[begin DOCUMENT EXTRACT]

11 responses to “MY MUSIC LISTENING JOURNAL: DAY 447: FRIDAY MAY 10, 2019

  1. I appreciate what you say here about George. Not sure if I already told you, but I have a CD of Chants with Ravi Shankar on loan from L. Looking at the information on it, I see it was produced by George 🙂

    • Maybe someday I will listen to her later stuff- after Jagged Little Pill- I had enough. Does she still over sing every song or did she get better singing with age also?

    • She was an angry young woman. She is also really short, I understand (can’t see me? well…you’re gonna HEAR me).

      She tamed down a little but, that is just her singing style. The music was more thoughtful than temper tantrum.

[end DOCUMENT EXTRACT]
[begin ENTRIES SUPPLIED]

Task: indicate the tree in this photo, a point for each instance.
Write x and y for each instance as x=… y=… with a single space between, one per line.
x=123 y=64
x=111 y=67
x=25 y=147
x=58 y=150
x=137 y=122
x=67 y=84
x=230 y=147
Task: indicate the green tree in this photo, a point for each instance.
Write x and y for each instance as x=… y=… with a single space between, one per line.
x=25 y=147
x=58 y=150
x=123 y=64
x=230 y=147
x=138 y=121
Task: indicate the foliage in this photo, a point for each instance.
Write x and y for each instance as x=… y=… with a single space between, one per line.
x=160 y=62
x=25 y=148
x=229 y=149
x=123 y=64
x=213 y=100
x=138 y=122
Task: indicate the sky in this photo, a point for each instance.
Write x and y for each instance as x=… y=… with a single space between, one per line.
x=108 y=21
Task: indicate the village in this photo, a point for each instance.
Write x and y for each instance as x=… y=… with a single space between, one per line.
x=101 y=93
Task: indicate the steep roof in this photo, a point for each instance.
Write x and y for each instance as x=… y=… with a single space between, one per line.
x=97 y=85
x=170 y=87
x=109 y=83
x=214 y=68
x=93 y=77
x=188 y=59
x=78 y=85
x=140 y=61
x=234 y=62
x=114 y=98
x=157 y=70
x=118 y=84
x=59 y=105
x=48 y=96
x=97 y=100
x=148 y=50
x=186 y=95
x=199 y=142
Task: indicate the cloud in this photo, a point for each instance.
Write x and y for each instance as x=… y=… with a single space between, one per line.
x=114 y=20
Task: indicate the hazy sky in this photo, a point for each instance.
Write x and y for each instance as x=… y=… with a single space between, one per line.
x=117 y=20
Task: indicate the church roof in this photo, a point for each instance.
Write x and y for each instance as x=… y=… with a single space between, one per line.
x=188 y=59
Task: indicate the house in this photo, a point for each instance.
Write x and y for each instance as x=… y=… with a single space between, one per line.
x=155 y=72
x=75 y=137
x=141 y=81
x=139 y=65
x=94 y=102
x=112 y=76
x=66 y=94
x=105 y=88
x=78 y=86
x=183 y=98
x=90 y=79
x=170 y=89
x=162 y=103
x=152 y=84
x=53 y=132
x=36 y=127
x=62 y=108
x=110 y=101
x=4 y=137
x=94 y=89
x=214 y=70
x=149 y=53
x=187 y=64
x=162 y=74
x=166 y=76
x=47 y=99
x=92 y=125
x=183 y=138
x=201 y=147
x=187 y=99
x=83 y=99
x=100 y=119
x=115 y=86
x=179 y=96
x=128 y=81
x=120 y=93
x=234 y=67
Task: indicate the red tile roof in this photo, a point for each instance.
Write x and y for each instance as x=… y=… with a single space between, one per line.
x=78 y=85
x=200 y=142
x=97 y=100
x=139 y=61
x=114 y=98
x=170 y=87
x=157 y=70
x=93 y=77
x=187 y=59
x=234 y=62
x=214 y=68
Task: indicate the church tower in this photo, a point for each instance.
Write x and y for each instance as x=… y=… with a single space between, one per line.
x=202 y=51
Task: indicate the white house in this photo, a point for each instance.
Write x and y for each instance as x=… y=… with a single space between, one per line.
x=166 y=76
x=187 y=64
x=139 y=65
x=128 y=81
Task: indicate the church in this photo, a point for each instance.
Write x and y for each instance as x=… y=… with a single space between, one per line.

[end ENTRIES SUPPLIED]

__EXERCISE TASK A__
Answer these questions from the music journal comments, one answer per line, marked to match:
(i) Who lent the CD of chants with Ravi Shankar?
(ii) After which album did one commenter stop listening to the singer?
(iii) What is said about the singer's height?
__EXERCISE TASK B__
In the music journal comments, rewrite the paragraph that opens "I appreciate what you say here about George" in fewer words, keeping its main facts.
__EXERCISE TASK C__
Carry the music journal comments on from their final line.

__REPLY A__
(i) L.
(ii) Jagged Little Pill
(iii) She is really short.

__REPLY B__
I like your comments on George. I've borrowed a CD of chants with Ravi Shankar from L., and its notes show George produced it 🙂

__REPLY C__
      She will never match McLachlan, tho…

    • I didn’t realize she was vertically challenged.. I wonder if her album had come out 5 years later for example if it would have went over as well? Maybe so.. it did seem like an album for those times musically- a lot of negative stuff around that period.. and maybe Hootie and The Blowfish- succeeded at the same time because it was kind of the polar opposite.

    • It’s possible…counterbalance. I doubt she would have been as successful five years later.

      Hootie was regional for us, first. They came out of SC & played the college circuit a lot. They played, then, Elon College at The Lighthouse. We knew about them before the rest of the nation did.